**Extrait du document:**
L’Allemagne gère un volume de demandes d’asile nettement supérieur à celui du Canada, comme le montre une comparaison des années 2011 à 2022. Pendant cette période, l’Allemagne a traité plus de 2,8 millions de demandes d’asile, contre un peu plus de 417 000 pour le Canada. Lors des années de pointe, l’Allemagne a reçu 745 545 demandes (en 2016), tandis que le Canada en a reçu 92 100 (en 2022). En moyenne, le nombre de demandes reçues annuellement était presque sept fois plus élevé en Allemagne qu’au Canada, alors que la population globale de l’Allemagne est environ deux fois plus grande.

L’Allemagne répartit depuis longtemps les demandeurs d’asile entre ses États fédérés, les Länder, l’équivalent de nos provinces. Son mécanisme actuel a d’abord été intégré dans la loi ouest-allemande de 1982 sur la procédure d’asile, puis modifié pour inclure les anciens États de l’Allemagne de l’Est. Les demandeurs d’asile sont répartis entre les 16 Länder en fonction de ce que l’on appelle la clé de Königstein (Königsteiner Schlüssel).

Cette clé calcule les quotas de demandeurs d’asile en fonction des recettes fiscales et de la population de chaque État. Ceux plus peuplés et plus puissants économiquement se voient attribuer proportionnellement plus de demandeurs d’asile que ceux qui comptent moins d’habitants et dont l’économie est plus modeste. En 2023, la Rhénanie-du-Nord–Westphalie, un grand État de l’ouest de l’Allemagne, sera responsable d’un peu plus de 21 % des demandeurs d’asile, tandis que la petite ville-État de Brême en accueillera moins de 1 % d’entre eux.

**Données fournies:**
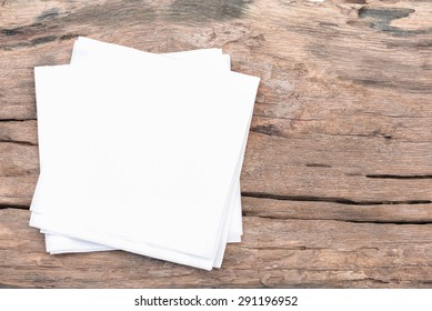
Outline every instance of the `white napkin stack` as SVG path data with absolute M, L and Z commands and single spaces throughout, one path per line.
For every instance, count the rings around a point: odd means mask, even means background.
M 53 254 L 120 249 L 205 270 L 242 235 L 240 172 L 259 78 L 220 49 L 154 54 L 79 38 L 34 69 L 30 225 Z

**Exercices:**
**1.** Recopiez fidèlement le passage de l'extrait sur l'asile en Allemagne qui va de "L’Allemagne gère un" jusqu'à "fois plus grande.".
**2.** Prolongez l'extrait sur l'asile en Allemagne à partir de sa dernière phrase.

**Corrigé par exercice:**
**1.**
L’Allemagne gère un volume de demandes d’asile nettement supérieur à celui du Canada, comme le montre une comparaison des années 2011 à 2022. Pendant cette période, l’Allemagne a traité plus de 2,8 millions de demandes d’asile, contre un peu plus de 417 000 pour le Canada. Lors des années de pointe, l’Allemagne a reçu 745 545 demandes (en 2016), tandis que le Canada en a reçu 92 100 (en 2022). En moyenne, le nombre de demandes reçues annuellement était presque sept fois plus élevé en Allemagne qu’au Canada, alors que la population globale de l’Allemagne est environ deux fois plus grande.

**2.**
Dès qu’un demandeur d’asile dépose une demande – peu importe où cela a lieu –, un système électronique détermine automatiquement l’État qui traitera son dossier, et il y est immédiatement envoyé (aux frais du premier État où il est arrivé).

Une fois arrivés dans l’État qui leur a été attribué, les demandeurs d’asile sont répartis dans des centres d’accueil, et l’État prend en charge les prestations telles que la nourriture, le logement, l’habillement et les soins de santé. Pour bénéficier de ces prestations, les demandeurs d’asile doivent demeurer enregistrés et résider dans la municipalité qui leur a été attribuée pendant au moins trois mois.

…et quelques inconvénients

Le modèle allemand est largement considéré comme l’un des systèmes les plus efficaces pour disperser géographiquement les demandeurs d’asile. Cependant, comme tous les systèmes de ce type, il présente des inconvénients. En outre, les caractéristiques qui le rendent très efficace requièrent certaines conditions politiques qui ne sont pas faciles à reproduire dans d’autres pays. Il comporte aussi certains coûts humains et sociaux.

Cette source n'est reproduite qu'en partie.